**Trecho de texto**
Ainda restam alguns abrigos de bondes (DEVERIAM SER
TOMBADOS), na Av. Ana Costa, no Boqueirão e na Praça Mauá.
Quem viveu a época dos bondes sabem dessa verdade. – Extraído do artigo “Bondes: carruagens de Fogo”, de Nelson Salasar Marques, publicado em A Tribuna, domingo – 11/11/1990.
Segundo o poeta santista Narciso de Andrade, viajar de bonde “não era uma coisa monótona, como pode parecer, por causa daqueles negócios de estar preso aos trilhos. Os bondes de Santos, os autênticos, aqueles pintados de verde, o famoso Verdecity, eram abertos. A gente viajava na paisagem. Cada viagem era uma história, porque acontecia de tudo. Encontros com amigos, início de namoro, papos eternos sobre futebol, política, mulher”.
O inspirado Narciso conta que pegar o bonde andando era uma arte e saltar quando em velocidade maior (oito ou nove pontos na marcação da maçaneta comandada pelo motorneiro), um capítulo à parte.
Alguns eram verdadeiros artistas, perfeitos no lance. Pegavam o bonde na maior velocidade: de frente, de lado, de costas. Nisto se destacavam os jornaleiros.

**Lista de exercícios**
(a) Copie do texto sobre os bondes o trecho que vai de "O inspirado Narciso" até "destacavam os jornaleiros.".
(b) De acordo com o texto sobre os bondes, quem se destacava em pegar o bonde na maior velocidade?
A listagem que vem depois é um material separado, sem relação com o texto sobre os bondes.

**Dados fornecidos**
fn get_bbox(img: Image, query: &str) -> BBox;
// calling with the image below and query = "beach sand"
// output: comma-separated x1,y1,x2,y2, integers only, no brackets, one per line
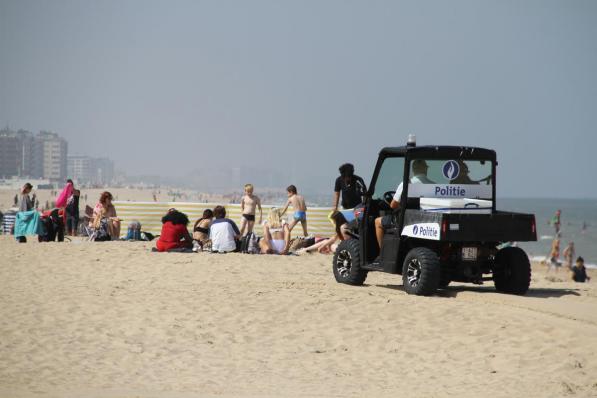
0,236,597,397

**Respostas**
(a)
O inspirado Narciso conta que pegar o bonde andando era uma arte e saltar quando em velocidade maior (oito ou nove pontos na marcação da maçaneta comandada pelo motorneiro), um capítulo à parte.
Alguns eram verdadeiros artistas, perfeitos no lance. Pegavam o bonde na maior velocidade: de frente, de lado, de costas. Nisto se destacavam os jornaleiros.

(b) Os jornaleiros.